## start

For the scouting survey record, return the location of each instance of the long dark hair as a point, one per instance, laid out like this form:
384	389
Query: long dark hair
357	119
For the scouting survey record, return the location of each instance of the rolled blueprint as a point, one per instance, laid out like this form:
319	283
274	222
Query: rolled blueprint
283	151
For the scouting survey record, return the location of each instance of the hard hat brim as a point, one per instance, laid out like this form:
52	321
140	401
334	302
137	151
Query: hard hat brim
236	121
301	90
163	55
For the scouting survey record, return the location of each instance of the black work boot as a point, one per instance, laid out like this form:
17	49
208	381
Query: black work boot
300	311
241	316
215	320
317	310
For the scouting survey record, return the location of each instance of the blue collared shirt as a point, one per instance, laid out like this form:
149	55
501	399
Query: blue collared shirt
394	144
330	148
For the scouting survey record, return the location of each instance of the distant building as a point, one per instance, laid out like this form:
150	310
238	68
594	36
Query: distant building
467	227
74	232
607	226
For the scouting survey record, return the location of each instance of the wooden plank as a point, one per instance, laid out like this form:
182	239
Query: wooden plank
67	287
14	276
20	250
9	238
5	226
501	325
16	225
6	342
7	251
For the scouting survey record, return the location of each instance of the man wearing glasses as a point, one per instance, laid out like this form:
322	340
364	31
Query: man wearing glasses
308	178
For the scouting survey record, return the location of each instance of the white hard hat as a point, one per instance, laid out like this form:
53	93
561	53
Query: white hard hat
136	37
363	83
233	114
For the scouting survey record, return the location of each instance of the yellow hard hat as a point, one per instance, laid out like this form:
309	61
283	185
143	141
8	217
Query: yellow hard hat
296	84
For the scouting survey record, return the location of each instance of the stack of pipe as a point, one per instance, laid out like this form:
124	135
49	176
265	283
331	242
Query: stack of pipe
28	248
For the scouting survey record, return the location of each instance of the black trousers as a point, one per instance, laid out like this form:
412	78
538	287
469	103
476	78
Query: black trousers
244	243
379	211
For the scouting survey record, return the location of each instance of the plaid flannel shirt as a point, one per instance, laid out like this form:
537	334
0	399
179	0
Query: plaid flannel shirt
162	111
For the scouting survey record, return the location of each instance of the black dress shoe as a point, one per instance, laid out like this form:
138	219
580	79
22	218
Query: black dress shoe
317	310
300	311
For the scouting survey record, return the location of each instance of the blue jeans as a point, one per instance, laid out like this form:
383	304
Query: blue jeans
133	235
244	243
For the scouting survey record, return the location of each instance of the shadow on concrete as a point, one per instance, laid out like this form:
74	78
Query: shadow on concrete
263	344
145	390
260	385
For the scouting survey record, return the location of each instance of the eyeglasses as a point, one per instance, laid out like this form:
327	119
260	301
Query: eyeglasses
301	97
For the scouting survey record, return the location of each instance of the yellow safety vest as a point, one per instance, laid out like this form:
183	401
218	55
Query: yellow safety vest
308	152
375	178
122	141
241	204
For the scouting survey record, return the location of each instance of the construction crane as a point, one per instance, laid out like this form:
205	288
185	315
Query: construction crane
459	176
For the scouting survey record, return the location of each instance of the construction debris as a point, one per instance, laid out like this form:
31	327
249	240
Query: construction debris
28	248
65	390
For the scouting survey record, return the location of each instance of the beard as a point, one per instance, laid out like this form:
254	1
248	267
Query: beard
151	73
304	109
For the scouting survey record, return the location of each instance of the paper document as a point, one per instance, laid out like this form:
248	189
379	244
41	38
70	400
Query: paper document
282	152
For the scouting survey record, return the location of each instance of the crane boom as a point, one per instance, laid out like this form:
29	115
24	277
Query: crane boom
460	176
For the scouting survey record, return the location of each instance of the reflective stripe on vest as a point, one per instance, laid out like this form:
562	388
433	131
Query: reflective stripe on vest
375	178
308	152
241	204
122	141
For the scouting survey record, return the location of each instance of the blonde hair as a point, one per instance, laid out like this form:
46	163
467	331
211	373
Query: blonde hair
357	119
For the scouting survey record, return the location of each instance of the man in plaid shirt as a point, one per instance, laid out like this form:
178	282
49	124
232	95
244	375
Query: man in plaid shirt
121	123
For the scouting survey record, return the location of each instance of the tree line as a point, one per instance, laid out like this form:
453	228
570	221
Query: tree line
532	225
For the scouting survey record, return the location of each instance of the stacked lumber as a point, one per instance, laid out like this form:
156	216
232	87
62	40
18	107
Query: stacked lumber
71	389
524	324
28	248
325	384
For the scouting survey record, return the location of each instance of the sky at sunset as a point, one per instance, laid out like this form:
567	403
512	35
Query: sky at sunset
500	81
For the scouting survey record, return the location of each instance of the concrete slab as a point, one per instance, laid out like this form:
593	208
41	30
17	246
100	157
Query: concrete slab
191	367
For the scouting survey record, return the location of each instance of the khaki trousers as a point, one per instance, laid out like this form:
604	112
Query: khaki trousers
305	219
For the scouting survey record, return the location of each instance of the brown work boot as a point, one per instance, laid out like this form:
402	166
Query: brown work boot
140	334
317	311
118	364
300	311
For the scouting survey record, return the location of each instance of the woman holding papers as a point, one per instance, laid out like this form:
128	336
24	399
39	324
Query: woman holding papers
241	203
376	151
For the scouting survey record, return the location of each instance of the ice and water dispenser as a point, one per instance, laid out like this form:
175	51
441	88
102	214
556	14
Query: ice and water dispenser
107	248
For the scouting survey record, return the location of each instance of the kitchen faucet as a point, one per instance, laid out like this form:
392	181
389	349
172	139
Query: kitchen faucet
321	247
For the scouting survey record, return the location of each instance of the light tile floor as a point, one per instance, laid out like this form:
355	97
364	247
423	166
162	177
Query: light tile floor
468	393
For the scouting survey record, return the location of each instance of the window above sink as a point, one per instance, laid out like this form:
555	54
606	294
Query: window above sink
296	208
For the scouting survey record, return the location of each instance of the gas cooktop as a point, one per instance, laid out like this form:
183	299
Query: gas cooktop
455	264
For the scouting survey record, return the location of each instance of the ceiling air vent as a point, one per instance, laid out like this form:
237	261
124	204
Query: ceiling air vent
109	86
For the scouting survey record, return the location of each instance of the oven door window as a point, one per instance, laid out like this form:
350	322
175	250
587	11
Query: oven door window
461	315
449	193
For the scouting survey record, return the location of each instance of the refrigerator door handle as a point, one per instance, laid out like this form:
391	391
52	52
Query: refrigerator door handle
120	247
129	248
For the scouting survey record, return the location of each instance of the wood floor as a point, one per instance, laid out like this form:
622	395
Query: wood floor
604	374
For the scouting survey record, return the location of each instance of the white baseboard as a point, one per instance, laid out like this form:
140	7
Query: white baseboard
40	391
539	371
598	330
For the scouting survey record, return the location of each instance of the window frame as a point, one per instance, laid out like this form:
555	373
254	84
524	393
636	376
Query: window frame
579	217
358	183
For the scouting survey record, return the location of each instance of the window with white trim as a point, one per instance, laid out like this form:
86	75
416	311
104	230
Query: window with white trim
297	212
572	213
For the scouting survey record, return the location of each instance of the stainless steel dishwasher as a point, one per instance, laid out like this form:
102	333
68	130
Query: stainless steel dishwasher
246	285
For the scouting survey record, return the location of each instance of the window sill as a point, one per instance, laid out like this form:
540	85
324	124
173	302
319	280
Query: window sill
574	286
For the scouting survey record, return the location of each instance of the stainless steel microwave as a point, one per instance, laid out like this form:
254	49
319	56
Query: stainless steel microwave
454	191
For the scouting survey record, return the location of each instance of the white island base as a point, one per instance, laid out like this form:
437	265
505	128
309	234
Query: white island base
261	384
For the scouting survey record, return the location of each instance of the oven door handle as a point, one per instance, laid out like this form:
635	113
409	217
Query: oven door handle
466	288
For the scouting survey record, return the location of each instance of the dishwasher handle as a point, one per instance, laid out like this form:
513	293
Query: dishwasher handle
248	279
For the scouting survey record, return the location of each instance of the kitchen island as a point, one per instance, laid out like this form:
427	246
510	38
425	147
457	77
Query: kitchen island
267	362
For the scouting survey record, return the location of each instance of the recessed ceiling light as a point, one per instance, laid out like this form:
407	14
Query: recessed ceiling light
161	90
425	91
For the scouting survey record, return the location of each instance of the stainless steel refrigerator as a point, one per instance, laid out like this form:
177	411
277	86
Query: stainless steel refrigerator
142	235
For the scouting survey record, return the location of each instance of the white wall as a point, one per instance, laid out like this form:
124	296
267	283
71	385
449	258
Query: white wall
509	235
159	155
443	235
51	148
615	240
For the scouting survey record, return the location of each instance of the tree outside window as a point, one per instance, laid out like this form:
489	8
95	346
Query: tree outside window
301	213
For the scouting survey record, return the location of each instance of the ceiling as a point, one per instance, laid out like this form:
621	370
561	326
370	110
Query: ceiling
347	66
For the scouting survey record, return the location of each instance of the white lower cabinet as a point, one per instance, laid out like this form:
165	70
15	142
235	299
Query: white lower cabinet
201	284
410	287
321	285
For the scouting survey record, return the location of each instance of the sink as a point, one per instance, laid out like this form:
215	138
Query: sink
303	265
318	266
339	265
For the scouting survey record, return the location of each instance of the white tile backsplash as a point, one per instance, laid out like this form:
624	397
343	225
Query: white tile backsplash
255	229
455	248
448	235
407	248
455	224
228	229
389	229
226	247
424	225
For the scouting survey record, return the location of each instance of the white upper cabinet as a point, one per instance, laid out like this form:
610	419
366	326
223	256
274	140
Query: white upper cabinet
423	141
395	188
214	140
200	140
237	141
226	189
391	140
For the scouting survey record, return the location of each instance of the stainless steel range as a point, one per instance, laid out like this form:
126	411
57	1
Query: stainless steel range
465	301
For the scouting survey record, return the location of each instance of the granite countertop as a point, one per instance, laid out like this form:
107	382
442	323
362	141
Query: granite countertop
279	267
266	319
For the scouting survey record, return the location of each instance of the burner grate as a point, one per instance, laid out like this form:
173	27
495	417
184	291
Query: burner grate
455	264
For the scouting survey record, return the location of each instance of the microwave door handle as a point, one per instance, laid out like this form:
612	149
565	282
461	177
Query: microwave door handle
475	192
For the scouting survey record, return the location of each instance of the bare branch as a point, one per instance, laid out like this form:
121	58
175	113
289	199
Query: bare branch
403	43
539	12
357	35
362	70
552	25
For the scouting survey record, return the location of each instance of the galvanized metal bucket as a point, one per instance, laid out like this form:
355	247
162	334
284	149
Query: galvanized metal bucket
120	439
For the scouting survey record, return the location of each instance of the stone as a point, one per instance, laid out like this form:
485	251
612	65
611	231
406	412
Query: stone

## end

» Task to complete
Output the line holding "of the granite", then every later line through the end of the records above, exactly as given and nothing else.

» Final result
For the scouting survey record, return the location of each instance of the granite countertop as a point, one per instance, laid out like this form:
107	382
442	323
362	141
Query: granite countertop
279	267
266	319
For the scouting survey record, return the location of each instance of the burner grate as a point, one per instance, laid out like this form:
173	27
495	417
184	291
Query: burner grate
455	264
For the scouting survey record, return the location of each instance of the microwave door handle as a point, one per instance, laid out like this form:
612	149
565	282
461	177
Query: microwave door handle
475	192
For the scouting survey record, return the location of each instance of the bare branch as a point, one per instance, laid out like this form:
121	58
175	113
289	199
Query: bare branch
403	43
539	12
357	35
362	70
552	25
For the scouting survey record, return the location of each instance of the galvanized metal bucket as a point, one per instance, laid out like this form:
355	247
162	334
284	149
Query: galvanized metal bucket
120	439
For the scouting survey record, return the location of each instance of the stone as a point, one per instance, laid out like this form:
485	251
612	65
611	231
406	412
Query: stone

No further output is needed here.